An Abortion-Oriented Cosmology Tale Debuts in NYC

A steamy shroud of humidity, strobing fireflies dancing among leaves and blossoms, and handfuls of overripe mulberries plunking down from the sky above New York City’s El Jardín del Paraiso set the stage for the premiere of Alexandra Neuman’s abortion-oriented cosmology tale last Thursday, June 20.

Scheduled around the summer solstice and performed on a mound of garden soil, The Collective Womb (2024) reframes abortion as critical to the development of our universe in a creationist myth bolstered by live music, large puppets, womb cookies, and moments of humor. Following its opening at the Manhattan public park, the 45-minute performance will be presented to audiences for free at the 601 Art Space on Friday, July 26, and Saturday, July 27.

As an interdisciplinary artist and spiritual healing worker, much of Neuman’s work revolves around realigning the human body to its surrounding ecologies. In The Collective Womb, she and co-directors Raychel Ceciro and Logan gabrielle Schulman remove the clinical context and sociopolitical talking points surrounding the process of abortion, instead presenting the dawn of its existence through a conglomerated mythos that references spiritual and cosmic origin stories from across the world.

__Given records__.
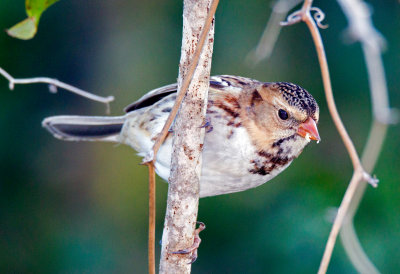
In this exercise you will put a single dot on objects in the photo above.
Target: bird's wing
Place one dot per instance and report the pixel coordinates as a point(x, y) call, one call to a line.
point(219, 83)
point(152, 97)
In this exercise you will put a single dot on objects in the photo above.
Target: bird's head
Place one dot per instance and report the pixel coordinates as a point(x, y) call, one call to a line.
point(280, 113)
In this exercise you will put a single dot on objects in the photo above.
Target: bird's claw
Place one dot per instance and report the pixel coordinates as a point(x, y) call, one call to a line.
point(207, 125)
point(196, 243)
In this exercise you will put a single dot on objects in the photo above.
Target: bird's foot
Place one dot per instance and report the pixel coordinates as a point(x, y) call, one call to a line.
point(207, 125)
point(196, 243)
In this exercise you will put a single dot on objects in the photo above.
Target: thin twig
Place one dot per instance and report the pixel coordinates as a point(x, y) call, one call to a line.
point(152, 219)
point(359, 174)
point(149, 159)
point(361, 29)
point(53, 84)
point(185, 84)
point(271, 32)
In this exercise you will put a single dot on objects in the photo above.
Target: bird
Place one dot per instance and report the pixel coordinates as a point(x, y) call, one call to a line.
point(254, 130)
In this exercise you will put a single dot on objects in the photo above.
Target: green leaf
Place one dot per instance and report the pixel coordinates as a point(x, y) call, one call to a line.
point(27, 28)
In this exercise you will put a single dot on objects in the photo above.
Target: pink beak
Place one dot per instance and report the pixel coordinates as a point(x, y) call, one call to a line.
point(309, 127)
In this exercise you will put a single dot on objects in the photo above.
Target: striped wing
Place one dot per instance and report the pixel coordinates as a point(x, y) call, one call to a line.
point(226, 83)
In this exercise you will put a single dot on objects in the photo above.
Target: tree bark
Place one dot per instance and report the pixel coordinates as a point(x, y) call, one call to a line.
point(183, 191)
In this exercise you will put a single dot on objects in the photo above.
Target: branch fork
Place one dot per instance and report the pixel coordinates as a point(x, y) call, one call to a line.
point(359, 174)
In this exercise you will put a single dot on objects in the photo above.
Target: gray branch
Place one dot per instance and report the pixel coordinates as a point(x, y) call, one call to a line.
point(53, 85)
point(183, 191)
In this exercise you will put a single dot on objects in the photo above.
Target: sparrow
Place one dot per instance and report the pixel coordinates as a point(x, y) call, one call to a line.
point(254, 130)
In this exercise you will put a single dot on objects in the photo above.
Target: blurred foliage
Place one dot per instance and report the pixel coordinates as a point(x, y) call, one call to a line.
point(82, 207)
point(27, 28)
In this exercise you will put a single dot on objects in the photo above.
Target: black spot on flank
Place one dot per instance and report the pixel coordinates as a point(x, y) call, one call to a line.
point(229, 110)
point(260, 170)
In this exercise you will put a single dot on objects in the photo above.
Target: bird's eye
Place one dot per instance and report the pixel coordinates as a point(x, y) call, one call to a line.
point(283, 114)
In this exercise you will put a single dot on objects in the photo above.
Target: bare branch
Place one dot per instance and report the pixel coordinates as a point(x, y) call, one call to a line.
point(359, 174)
point(271, 32)
point(53, 84)
point(183, 190)
point(361, 29)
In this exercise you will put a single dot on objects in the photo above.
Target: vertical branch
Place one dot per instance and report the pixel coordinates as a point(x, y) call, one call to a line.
point(152, 219)
point(183, 191)
point(359, 173)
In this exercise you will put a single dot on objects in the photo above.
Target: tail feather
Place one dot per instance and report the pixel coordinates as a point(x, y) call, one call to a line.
point(84, 128)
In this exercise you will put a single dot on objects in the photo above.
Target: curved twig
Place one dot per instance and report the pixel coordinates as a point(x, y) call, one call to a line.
point(361, 29)
point(54, 84)
point(359, 173)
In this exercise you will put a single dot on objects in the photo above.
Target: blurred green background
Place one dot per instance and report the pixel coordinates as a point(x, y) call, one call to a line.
point(82, 207)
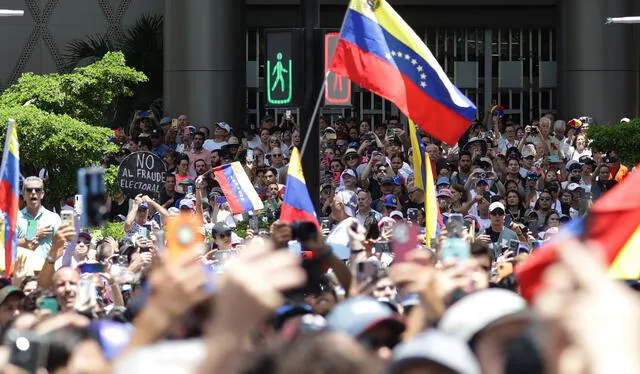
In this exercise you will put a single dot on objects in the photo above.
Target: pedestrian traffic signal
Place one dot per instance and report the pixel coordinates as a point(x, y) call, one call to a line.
point(282, 68)
point(337, 90)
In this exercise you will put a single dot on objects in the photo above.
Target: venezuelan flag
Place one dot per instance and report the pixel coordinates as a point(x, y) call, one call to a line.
point(237, 188)
point(10, 194)
point(380, 52)
point(297, 205)
point(613, 222)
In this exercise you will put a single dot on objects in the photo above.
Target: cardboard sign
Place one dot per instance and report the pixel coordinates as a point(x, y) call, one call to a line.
point(141, 173)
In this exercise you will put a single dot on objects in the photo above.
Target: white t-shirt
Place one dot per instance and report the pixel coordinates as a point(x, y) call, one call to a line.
point(212, 145)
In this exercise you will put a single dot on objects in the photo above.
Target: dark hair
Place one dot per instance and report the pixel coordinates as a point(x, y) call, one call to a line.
point(62, 343)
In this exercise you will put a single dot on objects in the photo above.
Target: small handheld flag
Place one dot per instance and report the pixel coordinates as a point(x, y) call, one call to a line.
point(237, 188)
point(297, 205)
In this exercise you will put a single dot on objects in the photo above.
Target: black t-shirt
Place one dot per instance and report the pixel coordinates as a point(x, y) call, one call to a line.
point(117, 209)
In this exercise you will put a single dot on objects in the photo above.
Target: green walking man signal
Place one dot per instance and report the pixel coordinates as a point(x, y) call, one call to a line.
point(279, 83)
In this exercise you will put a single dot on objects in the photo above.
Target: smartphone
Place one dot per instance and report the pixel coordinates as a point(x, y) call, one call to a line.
point(455, 248)
point(366, 272)
point(325, 224)
point(514, 245)
point(92, 187)
point(49, 303)
point(67, 216)
point(390, 133)
point(32, 229)
point(92, 268)
point(87, 295)
point(382, 247)
point(27, 350)
point(144, 232)
point(294, 247)
point(405, 240)
point(535, 245)
point(412, 215)
point(253, 224)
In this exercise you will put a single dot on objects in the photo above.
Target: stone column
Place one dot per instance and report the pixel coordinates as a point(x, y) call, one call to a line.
point(598, 72)
point(204, 61)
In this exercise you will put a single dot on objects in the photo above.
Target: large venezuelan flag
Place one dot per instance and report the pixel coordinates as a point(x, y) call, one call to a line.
point(9, 194)
point(380, 52)
point(237, 188)
point(613, 222)
point(297, 205)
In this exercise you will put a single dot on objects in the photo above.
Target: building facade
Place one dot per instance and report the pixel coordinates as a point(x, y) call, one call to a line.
point(531, 56)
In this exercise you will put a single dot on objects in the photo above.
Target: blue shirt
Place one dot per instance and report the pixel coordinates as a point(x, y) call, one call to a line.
point(44, 218)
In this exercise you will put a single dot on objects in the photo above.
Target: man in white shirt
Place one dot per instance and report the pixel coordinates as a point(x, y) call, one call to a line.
point(220, 137)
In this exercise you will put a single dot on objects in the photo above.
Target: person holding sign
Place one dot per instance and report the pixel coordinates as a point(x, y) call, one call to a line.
point(36, 224)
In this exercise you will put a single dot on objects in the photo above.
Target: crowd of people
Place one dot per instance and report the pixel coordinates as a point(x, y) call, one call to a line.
point(257, 295)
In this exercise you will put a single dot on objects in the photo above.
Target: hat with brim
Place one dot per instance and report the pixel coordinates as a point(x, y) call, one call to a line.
point(356, 316)
point(434, 346)
point(8, 291)
point(482, 310)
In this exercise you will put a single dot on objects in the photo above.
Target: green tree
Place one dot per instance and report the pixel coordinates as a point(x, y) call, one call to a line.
point(55, 131)
point(142, 45)
point(622, 138)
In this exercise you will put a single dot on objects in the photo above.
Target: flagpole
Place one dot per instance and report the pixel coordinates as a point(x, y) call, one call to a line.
point(314, 114)
point(5, 152)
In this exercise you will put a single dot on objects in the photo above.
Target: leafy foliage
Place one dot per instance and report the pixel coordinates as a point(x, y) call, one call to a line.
point(621, 138)
point(82, 94)
point(142, 45)
point(53, 130)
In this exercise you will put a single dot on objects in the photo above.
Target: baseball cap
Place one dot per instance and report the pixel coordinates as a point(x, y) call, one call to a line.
point(480, 310)
point(8, 291)
point(434, 346)
point(112, 336)
point(496, 205)
point(396, 213)
point(190, 130)
point(186, 203)
point(85, 235)
point(224, 126)
point(443, 180)
point(529, 150)
point(445, 192)
point(573, 186)
point(350, 172)
point(573, 164)
point(391, 200)
point(357, 315)
point(219, 228)
point(387, 180)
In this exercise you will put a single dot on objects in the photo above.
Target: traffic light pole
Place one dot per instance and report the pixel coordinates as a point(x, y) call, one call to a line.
point(313, 78)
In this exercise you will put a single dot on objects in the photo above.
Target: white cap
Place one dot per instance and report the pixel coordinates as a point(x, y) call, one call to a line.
point(495, 205)
point(474, 313)
point(396, 213)
point(573, 186)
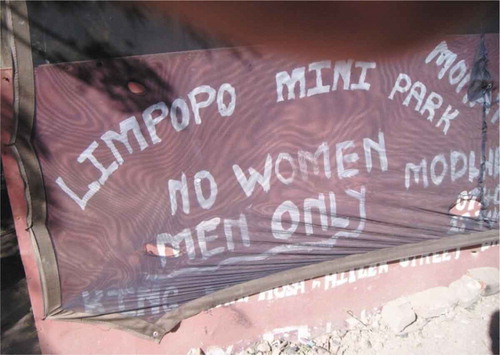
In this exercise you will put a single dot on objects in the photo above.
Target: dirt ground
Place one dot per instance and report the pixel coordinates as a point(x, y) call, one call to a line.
point(467, 331)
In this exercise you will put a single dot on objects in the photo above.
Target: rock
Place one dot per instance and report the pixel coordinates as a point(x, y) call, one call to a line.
point(215, 351)
point(467, 290)
point(398, 314)
point(319, 351)
point(488, 277)
point(264, 347)
point(322, 340)
point(433, 302)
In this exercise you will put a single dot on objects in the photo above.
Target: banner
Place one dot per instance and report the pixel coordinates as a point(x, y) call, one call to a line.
point(171, 176)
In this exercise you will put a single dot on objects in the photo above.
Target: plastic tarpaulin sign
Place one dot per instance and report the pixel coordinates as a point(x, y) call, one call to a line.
point(169, 177)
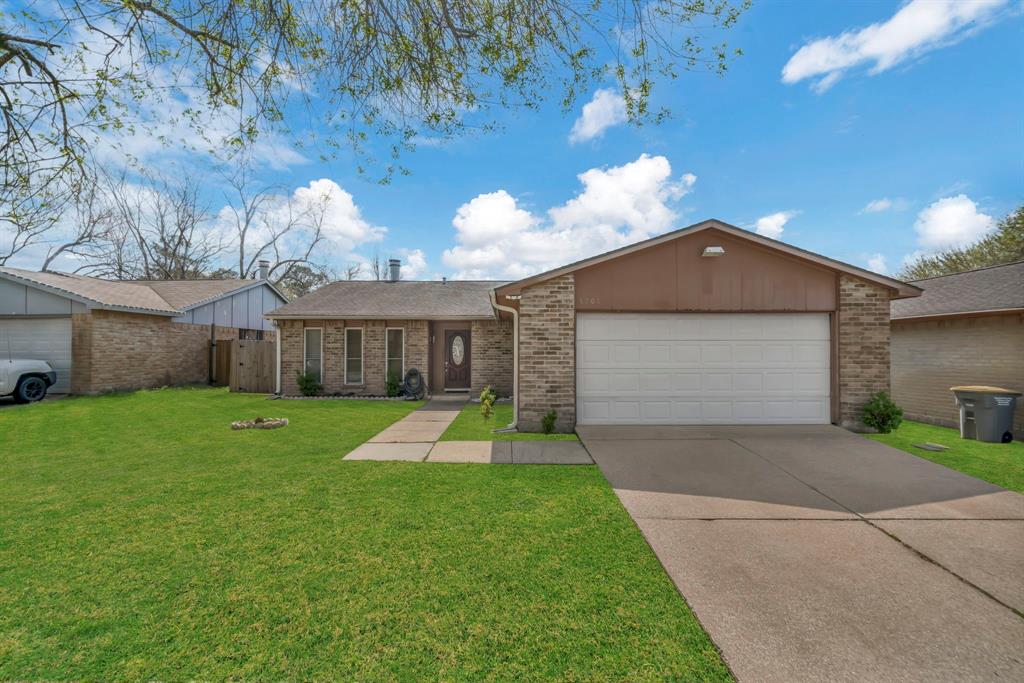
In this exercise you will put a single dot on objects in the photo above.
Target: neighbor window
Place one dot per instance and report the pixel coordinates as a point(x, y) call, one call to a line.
point(314, 353)
point(395, 353)
point(353, 355)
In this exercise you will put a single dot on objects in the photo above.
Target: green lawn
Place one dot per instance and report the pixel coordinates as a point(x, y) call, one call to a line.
point(470, 426)
point(141, 539)
point(1001, 464)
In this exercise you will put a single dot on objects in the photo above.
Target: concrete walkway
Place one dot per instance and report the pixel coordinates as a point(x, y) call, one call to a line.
point(811, 554)
point(414, 438)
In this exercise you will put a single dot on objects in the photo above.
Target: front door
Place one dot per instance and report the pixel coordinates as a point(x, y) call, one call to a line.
point(456, 358)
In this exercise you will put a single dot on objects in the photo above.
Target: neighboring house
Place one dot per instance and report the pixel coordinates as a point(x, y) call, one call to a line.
point(102, 335)
point(965, 329)
point(708, 325)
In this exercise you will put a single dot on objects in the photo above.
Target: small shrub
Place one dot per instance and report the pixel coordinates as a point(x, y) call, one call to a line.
point(882, 414)
point(393, 386)
point(487, 398)
point(308, 386)
point(548, 422)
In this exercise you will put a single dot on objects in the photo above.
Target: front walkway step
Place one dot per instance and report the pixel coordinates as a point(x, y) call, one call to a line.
point(411, 432)
point(408, 452)
point(471, 452)
point(550, 453)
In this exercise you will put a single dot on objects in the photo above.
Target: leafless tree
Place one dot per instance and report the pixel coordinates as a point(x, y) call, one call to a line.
point(268, 223)
point(92, 219)
point(159, 230)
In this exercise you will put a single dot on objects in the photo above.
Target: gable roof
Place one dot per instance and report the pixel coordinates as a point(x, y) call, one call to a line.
point(404, 299)
point(157, 297)
point(900, 289)
point(993, 289)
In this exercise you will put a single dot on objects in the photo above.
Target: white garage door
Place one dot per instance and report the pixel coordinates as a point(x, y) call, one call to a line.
point(41, 338)
point(702, 369)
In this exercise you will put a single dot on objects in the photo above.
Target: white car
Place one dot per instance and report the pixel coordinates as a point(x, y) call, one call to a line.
point(26, 380)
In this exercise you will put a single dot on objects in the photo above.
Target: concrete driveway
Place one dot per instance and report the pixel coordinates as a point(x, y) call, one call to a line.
point(810, 553)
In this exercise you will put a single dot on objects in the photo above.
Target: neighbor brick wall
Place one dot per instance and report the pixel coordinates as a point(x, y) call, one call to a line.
point(930, 356)
point(492, 361)
point(114, 350)
point(863, 345)
point(547, 353)
point(417, 344)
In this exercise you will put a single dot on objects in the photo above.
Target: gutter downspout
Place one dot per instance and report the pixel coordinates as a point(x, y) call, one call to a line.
point(515, 360)
point(278, 329)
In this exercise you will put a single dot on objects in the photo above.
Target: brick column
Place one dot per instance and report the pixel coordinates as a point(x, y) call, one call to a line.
point(863, 346)
point(547, 353)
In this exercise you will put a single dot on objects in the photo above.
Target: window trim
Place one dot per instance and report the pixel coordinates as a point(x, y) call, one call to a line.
point(363, 354)
point(387, 353)
point(305, 351)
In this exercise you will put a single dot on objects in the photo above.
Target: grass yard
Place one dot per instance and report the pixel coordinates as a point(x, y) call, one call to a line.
point(142, 539)
point(1001, 464)
point(470, 426)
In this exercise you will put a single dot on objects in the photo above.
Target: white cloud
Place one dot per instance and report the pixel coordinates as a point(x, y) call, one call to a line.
point(497, 238)
point(342, 221)
point(952, 221)
point(772, 225)
point(877, 263)
point(919, 27)
point(606, 109)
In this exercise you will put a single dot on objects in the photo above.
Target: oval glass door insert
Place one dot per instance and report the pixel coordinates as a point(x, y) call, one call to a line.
point(458, 350)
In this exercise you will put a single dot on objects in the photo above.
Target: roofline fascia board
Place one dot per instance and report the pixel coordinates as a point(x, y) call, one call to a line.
point(904, 290)
point(87, 301)
point(958, 313)
point(315, 316)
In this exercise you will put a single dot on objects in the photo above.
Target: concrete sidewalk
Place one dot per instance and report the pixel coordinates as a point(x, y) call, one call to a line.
point(414, 438)
point(811, 554)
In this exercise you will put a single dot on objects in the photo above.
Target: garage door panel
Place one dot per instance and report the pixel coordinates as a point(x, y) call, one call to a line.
point(712, 369)
point(42, 339)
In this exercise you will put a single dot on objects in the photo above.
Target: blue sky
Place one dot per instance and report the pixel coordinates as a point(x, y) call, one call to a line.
point(924, 120)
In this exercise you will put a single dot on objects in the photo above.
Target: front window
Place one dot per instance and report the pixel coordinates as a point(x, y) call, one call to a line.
point(396, 353)
point(314, 353)
point(353, 355)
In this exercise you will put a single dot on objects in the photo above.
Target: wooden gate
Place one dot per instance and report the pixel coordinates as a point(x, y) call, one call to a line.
point(246, 366)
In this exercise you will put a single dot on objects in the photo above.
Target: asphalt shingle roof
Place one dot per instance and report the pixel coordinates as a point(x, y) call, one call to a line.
point(414, 299)
point(170, 297)
point(986, 289)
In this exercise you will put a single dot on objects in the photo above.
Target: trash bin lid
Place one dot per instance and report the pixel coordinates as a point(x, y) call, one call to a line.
point(985, 389)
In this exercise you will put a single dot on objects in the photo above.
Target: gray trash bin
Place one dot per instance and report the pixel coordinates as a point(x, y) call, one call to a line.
point(986, 413)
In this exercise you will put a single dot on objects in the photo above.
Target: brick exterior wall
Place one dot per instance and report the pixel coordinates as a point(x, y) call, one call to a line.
point(374, 380)
point(930, 356)
point(118, 351)
point(547, 353)
point(863, 346)
point(492, 361)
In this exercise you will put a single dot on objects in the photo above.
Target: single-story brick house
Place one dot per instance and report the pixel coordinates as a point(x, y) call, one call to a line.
point(102, 335)
point(707, 325)
point(965, 329)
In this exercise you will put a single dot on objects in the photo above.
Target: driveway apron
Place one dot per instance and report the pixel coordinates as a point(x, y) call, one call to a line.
point(810, 553)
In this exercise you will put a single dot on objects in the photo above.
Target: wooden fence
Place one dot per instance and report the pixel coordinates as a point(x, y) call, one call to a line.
point(245, 366)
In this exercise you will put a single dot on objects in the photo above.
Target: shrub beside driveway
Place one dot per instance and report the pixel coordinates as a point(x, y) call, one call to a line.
point(140, 537)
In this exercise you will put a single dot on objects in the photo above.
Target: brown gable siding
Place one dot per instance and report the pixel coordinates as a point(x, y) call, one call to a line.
point(674, 276)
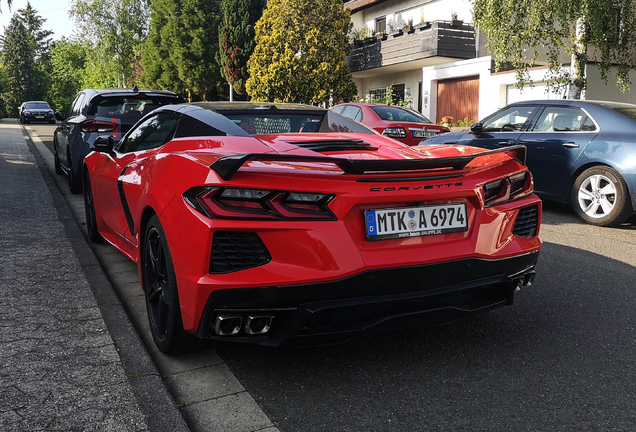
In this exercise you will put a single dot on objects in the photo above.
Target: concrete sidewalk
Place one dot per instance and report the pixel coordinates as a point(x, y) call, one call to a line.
point(59, 365)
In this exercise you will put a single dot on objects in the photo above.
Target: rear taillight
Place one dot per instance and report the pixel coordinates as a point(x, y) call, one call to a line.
point(240, 203)
point(508, 189)
point(394, 132)
point(97, 126)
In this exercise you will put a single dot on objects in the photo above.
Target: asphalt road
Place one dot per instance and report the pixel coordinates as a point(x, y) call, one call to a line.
point(562, 358)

__Tasks__.
A) Rewrite the article on the abortion-oriented cosmology performance between "An Abortion-Oriented Cosmology" and "Thursday, June 20.", inclusive, with "fireflies" replaced by "moths".
B) Extend the article on the abortion-oriented cosmology performance by continuing it from its final sentence.

__Responses per task__.
A)
An Abortion-Oriented Cosmology Tale Debuts in NYC

A steamy shroud of humidity, strobing moths dancing among leaves and blossoms, and handfuls of overripe mulberries plunking down from the sky above New York City’s El Jardín del Paraiso set the stage for the premiere of Alexandra Neuman’s abortion-oriented cosmology tale last Thursday, June 20.

B)
Before sunset on Thursday, Neuman, and performers Teshale Nuer, Nic Koller, and Blaze Hubbell led a curated song circle that asked viewers to connect with and listen to the earth. The story begins with the non-gendered Mud Person, portrayed by the bewitching Irisdelia Garcia, and three serpentine friends that glean vitality through Mud Person’s act of menstruation — a gift from the Moon. At one point, the Sun forcibly impregnates Mud Person, leaving them catatonic and depressed as their inability to menstruate results in the loss of the serpents. The Moon and Stars grant Mud Person the ability to abort their pregnancy, which results in the return of the serpents and enables Mud Person’s heart to explode into thousands of seedlings that make up the first generation of human beings on the planet.

Though exceptional care and artistry were put into the choreography, props, and presentation, the piece also doesn’t take itself too seriously and humorously leans into the perplexities of performance art through campy props and line deliveries, cue cards for audience reactions, and engaging the audience throughout portions of the piece. What could have easily been pretentious and inaccessible becomes easy to appreciate and uniquely memorable through its engagement of all the senses. It was also an interesting diversion from the strictly medical narrative of “abortion is healthcare,” instead underscoring that abortion is natural; that abortion is the beginning; that abortion is crucial; and that abortions are not terminations, but simply exchanges of energy between the body and the world.